-------- Input records --------
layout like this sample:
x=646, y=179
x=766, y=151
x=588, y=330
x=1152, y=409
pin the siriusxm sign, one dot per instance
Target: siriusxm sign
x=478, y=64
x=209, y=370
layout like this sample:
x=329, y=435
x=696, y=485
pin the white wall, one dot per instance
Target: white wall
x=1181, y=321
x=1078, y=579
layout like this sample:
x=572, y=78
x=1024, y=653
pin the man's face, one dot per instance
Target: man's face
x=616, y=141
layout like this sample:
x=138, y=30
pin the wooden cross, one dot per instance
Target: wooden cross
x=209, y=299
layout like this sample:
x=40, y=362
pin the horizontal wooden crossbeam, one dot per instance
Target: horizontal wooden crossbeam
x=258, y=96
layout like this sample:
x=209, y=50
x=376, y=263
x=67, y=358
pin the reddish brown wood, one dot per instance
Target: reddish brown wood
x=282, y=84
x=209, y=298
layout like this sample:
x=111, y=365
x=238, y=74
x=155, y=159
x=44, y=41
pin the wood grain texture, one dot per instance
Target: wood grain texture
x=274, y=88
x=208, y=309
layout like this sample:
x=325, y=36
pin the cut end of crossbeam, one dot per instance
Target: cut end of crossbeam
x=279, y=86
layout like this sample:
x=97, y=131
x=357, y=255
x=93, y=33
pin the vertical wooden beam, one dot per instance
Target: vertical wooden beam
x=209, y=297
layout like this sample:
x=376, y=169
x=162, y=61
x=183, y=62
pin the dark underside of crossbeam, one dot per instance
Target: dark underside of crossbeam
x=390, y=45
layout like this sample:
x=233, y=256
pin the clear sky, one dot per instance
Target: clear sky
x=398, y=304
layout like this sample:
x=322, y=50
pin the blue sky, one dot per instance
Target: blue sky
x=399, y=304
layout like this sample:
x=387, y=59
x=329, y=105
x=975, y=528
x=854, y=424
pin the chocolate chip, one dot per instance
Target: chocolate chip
--------
> **What the task requires**: Write out all the items above again, swapping each "one dot per instance" for "one point per instance" and changing nothing else.

> **Task response**:
layout like this sample:
x=646, y=179
x=766, y=151
x=588, y=330
x=1152, y=409
pin the siriusxm sign, one point per instance
Target: siriusxm sign
x=478, y=64
x=209, y=370
layout like this sample:
x=329, y=435
x=696, y=485
pin the white wall, one point per instance
Target: white wall
x=1181, y=321
x=1078, y=579
layout like this sample:
x=572, y=78
x=1024, y=653
pin the man's face, one point per instance
Target: man's face
x=616, y=141
layout like this sample:
x=138, y=30
pin the wooden cross, one point per instance
Target: wooden cross
x=209, y=299
layout like this sample:
x=40, y=362
pin the horizontal wooden crossbeam, one point per instance
Target: horizontal wooden crossbeam
x=258, y=96
layout like this sample:
x=209, y=50
x=376, y=263
x=67, y=358
pin the reddish brown wood, one point per instance
Target: reddish brown wood
x=282, y=84
x=209, y=298
layout like this sample:
x=111, y=365
x=238, y=74
x=155, y=159
x=44, y=41
pin the wood grain texture, one point per instance
Target: wood grain texture
x=274, y=88
x=208, y=309
layout like this sample:
x=325, y=36
pin the cut end of crossbeam, one point per instance
Target: cut end of crossbeam
x=279, y=86
layout like this sample:
x=97, y=131
x=357, y=255
x=93, y=33
pin the vertical wooden beam, one point per instance
Target: vertical wooden beam
x=209, y=297
layout like this sample:
x=376, y=169
x=162, y=61
x=183, y=62
pin the dark underside of crossbeam, one point per instance
Target: dark underside of crossbeam
x=390, y=45
layout like this sample:
x=233, y=256
pin the clear sky, one point per instance
Target: clear sky
x=398, y=304
layout like this sample:
x=322, y=50
pin the blue sky, one point per instance
Target: blue sky
x=399, y=304
layout like this sample:
x=387, y=59
x=329, y=105
x=975, y=528
x=854, y=424
pin the chocolate chip, one point per instance
Target: chocolate chip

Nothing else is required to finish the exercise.